◆ TEXTO DE LECTURA ◆

---

En Hamburgo los antiguos almacenes portuarios de ladrillo tienen la escala desmedida de un Nueva York gótico. Hay puentes industriales de hierro custodiados por estatuas de bronce. Un tren elevado pasa por encima del puerto. El agua del río Elba es de un color verde profundo. De aquí partían hacia Nueva York a principios del siglo pasado las grandes oleadas de emigrantes judíos que escapaban de los pogroms rusos y del alistamiento forzoso en los ejércitos del zar o del emperador de Austria-Hungría. En el puerto viejo hay veleros varados para que los visiten los turistas. Uno de ellos, pintado de un rojo vivo, tiene una torre de faro. El profesor Klaus Meyer-Minnemann, que tiene un porte imponente de capitán de buque jubilado más que de hispanista, me señala a lo lejos un bosque de grúas y me explica que ahora toda la actividad comercial sucede en el otro puerto, el de los contenedores, tan automatizado que no se va casi gente por los muelles.
El profesor Meyer-Minnermann me cuenta que los recuerdos más antiguos de su vida son los de los bombardeos aliados sobre Hamburgo en el verano de 1943. Estaba con sus padres en un sótano y le llamaba la atención que los mayores se apretaran mucho las manos contra las cabezas y se mantuvieran mucho rato encogidos. Cuando salieron del refugio la calle en la que había vivido y jugado ya no existía: se había convertido en un gran incendio. Los soldados ingleses a los que vio desfilar por Hamburgo recién terminada la guerra eran muy jóvenes y no repartían chocolate a los niños, a diferencia de los americanos.

---

◆ TAREA DE TRABAJO 1 ◆
Cambia "chocolate" por "caramelos" al copiar otra vez el fragmento del texto sobre Hamburgo que empieza en las palabras "El profesor Meyer-Minnermann" y se detiene después de "de los americanos.".
◆ TAREA DE TRABAJO 2 ◆
Responde estas preguntas según el texto sobre Hamburgo.
(a) ¿De qué color es el agua del río Elba?
(b) ¿En qué verano fueron los bombardeos aliados que el profesor recuerda como sus recuerdos más antiguos?
(c) ¿Qué hacían los soldados americanos con los niños, a diferencia de los ingleses?
◆ TAREA DE TRABAJO 3 ◆
Sigue escribiendo el texto sobre Hamburgo a partir de su última oración.
Este material procede de una fuente distinta del texto sobre Hamburgo.

◆ INFORMACIÓN MOSTRADA ◆
---

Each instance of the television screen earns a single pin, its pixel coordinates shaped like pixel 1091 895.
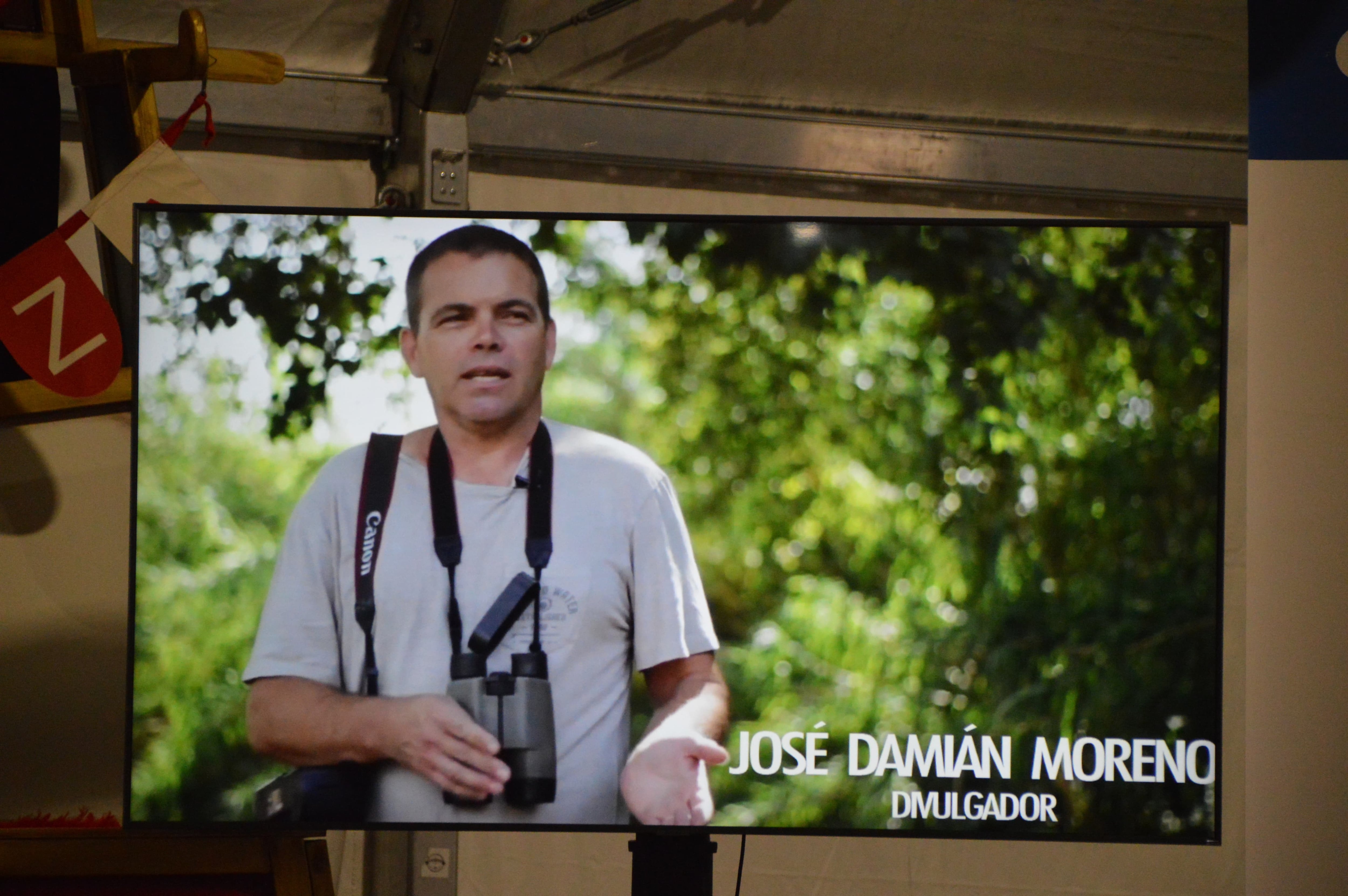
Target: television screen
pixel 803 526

---

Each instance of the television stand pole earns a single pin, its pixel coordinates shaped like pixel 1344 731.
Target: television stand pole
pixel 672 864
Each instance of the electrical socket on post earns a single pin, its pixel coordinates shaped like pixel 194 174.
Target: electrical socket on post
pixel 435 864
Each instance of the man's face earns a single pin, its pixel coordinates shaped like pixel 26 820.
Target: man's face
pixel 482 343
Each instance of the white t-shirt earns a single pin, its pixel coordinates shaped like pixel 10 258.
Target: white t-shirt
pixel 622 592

---

◆ RESPUESTA ESPERADA 1 ◆
El profesor Meyer-Minnermann me cuenta que los recuerdos más antiguos de su vida son los de los bombardeos aliados sobre Hamburgo en el verano de 1943. Estaba con sus padres en un sótano y le llamaba la atención que los mayores se apretaran mucho las manos contra las cabezas y se mantuvieran mucho rato encogidos. Cuando salieron del refugio la calle en la que había vivido y jugado ya no existía: se había convertido en un gran incendio. Los soldados ingleses a los que vio desfilar por Hamburgo recién terminada la guerra eran muy jóvenes y no repartían caramelos a los niños, a diferencia de los americanos.

◆ RESPUESTA ESPERADA 2 ◆
(a) Es de un color verde profundo.
(b) Fueron en el verano de 1943.
(c) Repartían chocolate a los niños.

◆ RESPUESTA ESPERADA 3 ◆
Cenamos tarde, en un restaurante de pescado muy grande y vacío, con columnas macizas y grandes ventanales que dan al puerto. No lejos de aquí me dicen que estaba el club donde empezaron a tocar los Beatles. Siempre sorprenden y provocan gratitud estos profesores que saben tanto de España y leen y estudian y enseñan con tanta pasión nuestra literatura: Sabine Schlicker, que me da un ensayo que ha escrito sobre Carlota Fainberg, Inke Gunia, que habla un bello español con inflexiones porteñas y me ha presentado en el Instituto Cervantes. Bebemos un riesling seco y frío que aviva la conversación y aligera el cansancio.
Luego, en el taxi de vuelta al hotel, la noche acentúa la fragmentariedad de las imágenes que me quedan de Hamburgo: parques como bosques, edificios modernos, edificios burgueses de antes de la guerra no destruidos por las bombas, torres de iglesias, almacenes enormes de ladrillo, en los que se guardaban durante siglos todas las mercancías del mundo. La taxista es una señora gorda, con peinado alto, con labios pintados, de carcajada fácil, que habla sin parar y conduce muy rápido. A la vuelta de una esquina la oscuridad se convierte en las luces de colores violentos de una calle de anticuada perdición: cines porno, clubes de strip-tease, hombres en grupos bajo las claridades sucesivas, restaurantes de comida barata. Hasta hay neones con siluetas de mujeres que se desnudan con gestos convulsos.
Y de pronto otra vez la oscuridad, y la taxista con su peinado alto y su cara redonda que conduce tan rápido y gesticula a la vez con unas manos gordas de uñas largas y pintadas de rojo, contando en alemán cosas que a ella misma le provocan la risa.